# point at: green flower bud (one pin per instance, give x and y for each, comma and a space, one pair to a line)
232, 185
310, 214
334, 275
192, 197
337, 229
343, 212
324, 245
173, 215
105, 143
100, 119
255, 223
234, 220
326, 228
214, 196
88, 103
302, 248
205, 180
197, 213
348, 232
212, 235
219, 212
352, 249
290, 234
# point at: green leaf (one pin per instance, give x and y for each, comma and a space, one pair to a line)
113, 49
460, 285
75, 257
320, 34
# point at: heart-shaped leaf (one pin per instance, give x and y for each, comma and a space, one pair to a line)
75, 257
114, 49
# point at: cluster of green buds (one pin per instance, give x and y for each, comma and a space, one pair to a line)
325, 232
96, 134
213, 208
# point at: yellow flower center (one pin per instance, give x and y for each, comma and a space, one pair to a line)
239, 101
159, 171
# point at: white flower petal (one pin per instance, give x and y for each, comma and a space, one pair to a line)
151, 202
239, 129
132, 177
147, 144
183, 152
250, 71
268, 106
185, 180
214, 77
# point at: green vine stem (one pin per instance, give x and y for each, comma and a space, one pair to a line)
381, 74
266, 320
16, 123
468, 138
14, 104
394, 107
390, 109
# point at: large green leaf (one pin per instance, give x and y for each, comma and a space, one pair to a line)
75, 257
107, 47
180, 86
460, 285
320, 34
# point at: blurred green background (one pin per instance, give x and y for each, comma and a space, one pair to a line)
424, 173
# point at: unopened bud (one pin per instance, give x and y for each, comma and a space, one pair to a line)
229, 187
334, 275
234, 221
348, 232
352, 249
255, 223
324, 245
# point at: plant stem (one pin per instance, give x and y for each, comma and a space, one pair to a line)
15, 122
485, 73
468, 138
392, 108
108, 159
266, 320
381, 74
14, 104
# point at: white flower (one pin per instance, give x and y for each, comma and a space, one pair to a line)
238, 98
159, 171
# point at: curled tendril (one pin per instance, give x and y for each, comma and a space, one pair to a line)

*****

Exactly as they appear, write out the lines from the one containing "# point at: blurred" through the final line of the entries above, both included.

# point at: blurred green background (one pin per instance, give x and y for each, comma and a space, one pair to a line)
424, 173
# point at: unopened bud (one pin per instance, give x and y for each, comma and a space, one pair to a line)
229, 187
334, 275
234, 221
348, 232
352, 249
255, 223
324, 245
# point at: plant stem (one pin per instance, give x and y for each, comma and a space, one pair to a line)
15, 122
485, 73
468, 138
392, 108
108, 159
266, 320
381, 74
14, 104
# point at: white flower (one pin per instance, give x and y for each, comma and a space, one pair to a line)
238, 98
159, 171
# point at: curled tendril (one pin per instance, give x and y for each, comma and a space, one pair to a line)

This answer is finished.